--- Start of DATA SHOWN ---

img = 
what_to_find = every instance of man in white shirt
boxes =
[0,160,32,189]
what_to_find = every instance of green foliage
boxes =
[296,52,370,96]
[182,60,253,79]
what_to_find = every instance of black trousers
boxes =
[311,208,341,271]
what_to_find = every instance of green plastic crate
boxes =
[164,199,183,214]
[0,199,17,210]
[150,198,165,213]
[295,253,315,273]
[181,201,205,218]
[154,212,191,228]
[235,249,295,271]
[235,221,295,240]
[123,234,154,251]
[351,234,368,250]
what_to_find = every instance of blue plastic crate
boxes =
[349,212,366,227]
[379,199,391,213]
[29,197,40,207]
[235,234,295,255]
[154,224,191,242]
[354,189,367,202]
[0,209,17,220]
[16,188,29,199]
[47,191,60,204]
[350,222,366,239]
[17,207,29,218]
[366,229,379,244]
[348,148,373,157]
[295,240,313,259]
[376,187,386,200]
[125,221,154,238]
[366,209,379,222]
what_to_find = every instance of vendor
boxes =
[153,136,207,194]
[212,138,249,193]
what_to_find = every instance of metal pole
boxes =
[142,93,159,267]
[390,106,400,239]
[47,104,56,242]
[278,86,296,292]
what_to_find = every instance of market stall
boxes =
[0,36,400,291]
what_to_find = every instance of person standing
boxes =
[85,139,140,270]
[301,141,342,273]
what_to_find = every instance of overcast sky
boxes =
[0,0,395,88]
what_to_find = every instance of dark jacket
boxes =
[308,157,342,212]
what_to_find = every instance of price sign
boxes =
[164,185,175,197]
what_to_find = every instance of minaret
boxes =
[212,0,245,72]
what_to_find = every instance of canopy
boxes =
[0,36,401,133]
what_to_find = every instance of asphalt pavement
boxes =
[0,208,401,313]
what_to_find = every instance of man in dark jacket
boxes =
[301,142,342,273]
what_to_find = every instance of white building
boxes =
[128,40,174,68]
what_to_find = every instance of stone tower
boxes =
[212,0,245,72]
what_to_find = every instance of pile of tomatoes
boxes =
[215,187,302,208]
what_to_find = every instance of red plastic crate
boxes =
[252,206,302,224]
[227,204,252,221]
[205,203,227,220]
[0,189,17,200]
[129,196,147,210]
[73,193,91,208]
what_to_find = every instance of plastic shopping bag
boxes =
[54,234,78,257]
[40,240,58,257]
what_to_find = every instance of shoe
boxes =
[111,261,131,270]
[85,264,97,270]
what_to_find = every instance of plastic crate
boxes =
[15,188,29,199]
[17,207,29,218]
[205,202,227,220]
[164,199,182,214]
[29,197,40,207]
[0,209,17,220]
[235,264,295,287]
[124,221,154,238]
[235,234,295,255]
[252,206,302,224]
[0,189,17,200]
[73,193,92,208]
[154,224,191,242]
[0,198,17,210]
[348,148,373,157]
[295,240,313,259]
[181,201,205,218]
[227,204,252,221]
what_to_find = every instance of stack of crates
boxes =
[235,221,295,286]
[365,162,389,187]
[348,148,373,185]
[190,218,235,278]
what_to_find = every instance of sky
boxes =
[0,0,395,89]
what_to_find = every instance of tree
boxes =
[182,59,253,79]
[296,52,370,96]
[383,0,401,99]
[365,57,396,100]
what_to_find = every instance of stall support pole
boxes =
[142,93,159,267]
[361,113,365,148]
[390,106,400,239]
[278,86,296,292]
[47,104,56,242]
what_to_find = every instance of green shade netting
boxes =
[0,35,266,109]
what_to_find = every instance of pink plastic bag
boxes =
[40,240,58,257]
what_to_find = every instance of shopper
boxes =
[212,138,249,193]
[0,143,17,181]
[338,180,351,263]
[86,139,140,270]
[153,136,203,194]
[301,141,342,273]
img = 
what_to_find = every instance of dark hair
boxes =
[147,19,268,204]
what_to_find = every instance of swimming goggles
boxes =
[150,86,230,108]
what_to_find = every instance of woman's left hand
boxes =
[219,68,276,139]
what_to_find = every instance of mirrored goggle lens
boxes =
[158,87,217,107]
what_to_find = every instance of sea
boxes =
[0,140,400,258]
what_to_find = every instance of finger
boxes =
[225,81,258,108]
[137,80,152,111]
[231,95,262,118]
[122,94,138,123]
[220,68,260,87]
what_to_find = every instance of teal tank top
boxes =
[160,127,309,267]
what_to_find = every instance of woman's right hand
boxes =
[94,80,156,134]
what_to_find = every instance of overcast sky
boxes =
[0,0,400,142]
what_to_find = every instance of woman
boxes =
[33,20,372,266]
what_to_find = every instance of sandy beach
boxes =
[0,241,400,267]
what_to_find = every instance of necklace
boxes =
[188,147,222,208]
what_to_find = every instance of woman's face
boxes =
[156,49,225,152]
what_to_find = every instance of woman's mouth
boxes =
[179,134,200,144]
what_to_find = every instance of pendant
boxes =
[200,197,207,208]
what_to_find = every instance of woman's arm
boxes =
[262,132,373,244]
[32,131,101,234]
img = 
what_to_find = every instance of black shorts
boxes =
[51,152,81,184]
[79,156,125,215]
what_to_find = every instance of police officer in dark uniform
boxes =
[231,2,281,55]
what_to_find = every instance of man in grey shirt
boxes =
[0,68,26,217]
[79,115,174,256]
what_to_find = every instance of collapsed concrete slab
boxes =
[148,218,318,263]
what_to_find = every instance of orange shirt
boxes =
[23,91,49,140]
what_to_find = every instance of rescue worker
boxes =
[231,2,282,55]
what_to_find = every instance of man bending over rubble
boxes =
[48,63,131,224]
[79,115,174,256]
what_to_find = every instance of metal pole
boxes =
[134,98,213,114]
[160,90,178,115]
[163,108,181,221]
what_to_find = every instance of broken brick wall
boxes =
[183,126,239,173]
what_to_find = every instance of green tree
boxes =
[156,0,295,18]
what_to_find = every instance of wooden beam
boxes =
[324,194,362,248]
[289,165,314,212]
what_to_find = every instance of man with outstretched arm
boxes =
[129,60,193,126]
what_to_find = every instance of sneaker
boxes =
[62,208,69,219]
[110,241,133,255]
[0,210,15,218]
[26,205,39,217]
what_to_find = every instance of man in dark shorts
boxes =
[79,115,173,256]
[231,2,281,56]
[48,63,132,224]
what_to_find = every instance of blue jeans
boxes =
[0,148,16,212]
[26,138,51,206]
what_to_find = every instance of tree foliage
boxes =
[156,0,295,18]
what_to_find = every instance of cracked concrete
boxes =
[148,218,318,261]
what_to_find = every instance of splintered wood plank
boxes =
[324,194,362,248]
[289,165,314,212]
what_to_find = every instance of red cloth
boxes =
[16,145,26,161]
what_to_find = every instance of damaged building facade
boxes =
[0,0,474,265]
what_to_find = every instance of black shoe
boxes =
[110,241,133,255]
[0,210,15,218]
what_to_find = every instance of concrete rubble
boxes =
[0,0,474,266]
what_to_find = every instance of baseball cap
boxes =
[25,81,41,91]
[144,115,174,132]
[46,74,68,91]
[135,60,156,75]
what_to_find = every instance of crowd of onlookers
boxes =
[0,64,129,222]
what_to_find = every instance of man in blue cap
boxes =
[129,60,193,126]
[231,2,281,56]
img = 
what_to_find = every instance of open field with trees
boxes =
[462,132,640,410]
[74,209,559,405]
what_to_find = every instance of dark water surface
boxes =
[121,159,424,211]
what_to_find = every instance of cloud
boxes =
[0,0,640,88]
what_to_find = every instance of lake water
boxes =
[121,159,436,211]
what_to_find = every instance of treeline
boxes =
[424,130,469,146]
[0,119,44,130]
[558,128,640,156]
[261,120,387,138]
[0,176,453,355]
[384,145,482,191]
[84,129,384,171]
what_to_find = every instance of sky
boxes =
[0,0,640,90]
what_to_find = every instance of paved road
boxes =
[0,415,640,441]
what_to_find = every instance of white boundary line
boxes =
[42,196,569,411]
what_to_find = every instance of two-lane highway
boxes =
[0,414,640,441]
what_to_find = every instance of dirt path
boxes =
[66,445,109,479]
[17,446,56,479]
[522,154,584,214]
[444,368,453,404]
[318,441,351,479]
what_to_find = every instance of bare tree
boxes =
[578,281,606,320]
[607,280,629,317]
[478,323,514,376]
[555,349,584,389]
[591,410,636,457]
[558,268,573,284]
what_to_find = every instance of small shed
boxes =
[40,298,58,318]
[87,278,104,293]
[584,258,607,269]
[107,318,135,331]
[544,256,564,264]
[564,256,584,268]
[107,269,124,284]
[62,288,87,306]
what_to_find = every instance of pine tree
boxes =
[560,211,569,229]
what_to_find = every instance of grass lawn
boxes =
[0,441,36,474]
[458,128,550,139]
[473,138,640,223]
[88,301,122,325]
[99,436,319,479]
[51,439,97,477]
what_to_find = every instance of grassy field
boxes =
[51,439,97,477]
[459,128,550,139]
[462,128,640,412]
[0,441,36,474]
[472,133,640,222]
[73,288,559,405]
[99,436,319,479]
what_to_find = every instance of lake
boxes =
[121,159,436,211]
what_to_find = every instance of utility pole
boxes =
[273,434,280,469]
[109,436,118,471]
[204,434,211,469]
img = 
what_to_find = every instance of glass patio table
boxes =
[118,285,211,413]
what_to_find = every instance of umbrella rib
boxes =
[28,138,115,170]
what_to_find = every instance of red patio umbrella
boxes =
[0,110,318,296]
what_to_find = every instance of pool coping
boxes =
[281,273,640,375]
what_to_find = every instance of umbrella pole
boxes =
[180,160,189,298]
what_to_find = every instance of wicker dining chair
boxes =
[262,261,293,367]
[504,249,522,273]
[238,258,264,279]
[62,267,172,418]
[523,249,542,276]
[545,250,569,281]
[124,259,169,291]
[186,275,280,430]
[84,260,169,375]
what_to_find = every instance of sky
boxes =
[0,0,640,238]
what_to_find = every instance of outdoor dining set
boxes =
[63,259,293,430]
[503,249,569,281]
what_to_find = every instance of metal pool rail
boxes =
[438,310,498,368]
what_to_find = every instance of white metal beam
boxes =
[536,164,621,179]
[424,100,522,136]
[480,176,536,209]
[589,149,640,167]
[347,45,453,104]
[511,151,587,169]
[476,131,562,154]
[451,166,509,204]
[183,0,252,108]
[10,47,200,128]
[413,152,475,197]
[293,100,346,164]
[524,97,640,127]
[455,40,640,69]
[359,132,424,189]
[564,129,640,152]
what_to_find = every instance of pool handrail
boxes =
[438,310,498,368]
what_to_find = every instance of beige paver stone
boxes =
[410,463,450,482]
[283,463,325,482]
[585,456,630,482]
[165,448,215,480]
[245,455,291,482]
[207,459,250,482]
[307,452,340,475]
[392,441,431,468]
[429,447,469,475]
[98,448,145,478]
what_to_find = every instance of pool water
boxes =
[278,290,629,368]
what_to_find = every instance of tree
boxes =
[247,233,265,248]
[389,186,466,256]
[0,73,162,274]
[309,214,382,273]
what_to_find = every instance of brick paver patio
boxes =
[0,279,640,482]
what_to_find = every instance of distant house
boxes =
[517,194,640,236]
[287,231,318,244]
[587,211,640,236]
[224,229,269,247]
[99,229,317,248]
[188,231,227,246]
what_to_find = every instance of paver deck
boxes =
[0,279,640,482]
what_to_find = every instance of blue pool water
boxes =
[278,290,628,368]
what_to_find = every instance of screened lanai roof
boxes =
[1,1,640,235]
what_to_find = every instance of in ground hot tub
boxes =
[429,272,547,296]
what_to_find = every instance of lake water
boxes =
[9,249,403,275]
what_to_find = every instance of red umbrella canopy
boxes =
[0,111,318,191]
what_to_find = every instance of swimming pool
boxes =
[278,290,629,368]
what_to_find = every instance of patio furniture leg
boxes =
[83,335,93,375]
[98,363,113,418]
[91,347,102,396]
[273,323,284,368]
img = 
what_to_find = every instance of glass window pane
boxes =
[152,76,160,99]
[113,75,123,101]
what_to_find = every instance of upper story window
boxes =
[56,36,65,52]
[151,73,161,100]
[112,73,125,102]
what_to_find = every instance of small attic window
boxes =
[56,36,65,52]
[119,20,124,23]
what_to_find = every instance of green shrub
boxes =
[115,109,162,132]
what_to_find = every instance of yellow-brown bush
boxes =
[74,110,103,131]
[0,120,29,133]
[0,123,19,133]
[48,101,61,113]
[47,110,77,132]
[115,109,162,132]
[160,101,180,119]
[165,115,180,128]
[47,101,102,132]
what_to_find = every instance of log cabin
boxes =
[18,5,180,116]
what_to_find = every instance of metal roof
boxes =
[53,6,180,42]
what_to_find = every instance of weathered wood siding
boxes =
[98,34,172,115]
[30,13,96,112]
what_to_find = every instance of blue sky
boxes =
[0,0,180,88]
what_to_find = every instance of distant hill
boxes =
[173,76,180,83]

--- End of DATA SHOWN ---

→ **GIVEN TASK**
Starting with the line that contains "what_to_find = every instance of beige" and going on through the line that contains "[188,231,227,246]", both included, render those lines of the items above as a numbered list with blank lines left out.

→ **SOLUTION TO THE EXERCISE**
1. what_to_find = every instance of beige paver stone
2. boxes =
3. [410,463,450,482]
4. [283,463,325,482]
5. [585,456,630,482]
6. [165,448,215,480]
7. [245,455,291,482]
8. [207,459,250,482]
9. [307,452,340,475]
10. [392,441,431,468]
11. [429,447,469,475]
12. [98,448,145,478]
13. what_to_find = every instance of pool water
14. boxes =
15. [278,290,629,368]
16. what_to_find = every instance of tree
17. boxes =
18. [247,233,265,248]
19. [389,186,466,256]
20. [0,73,162,274]
21. [309,214,382,273]
22. what_to_find = every instance of brick paver patio
23. boxes =
24. [0,279,640,482]
25. what_to_find = every instance of distant house
26. boxes =
27. [517,194,640,236]
28. [287,231,318,244]
29. [587,211,640,236]
30. [224,229,269,247]
31. [99,229,317,248]
32. [188,231,227,246]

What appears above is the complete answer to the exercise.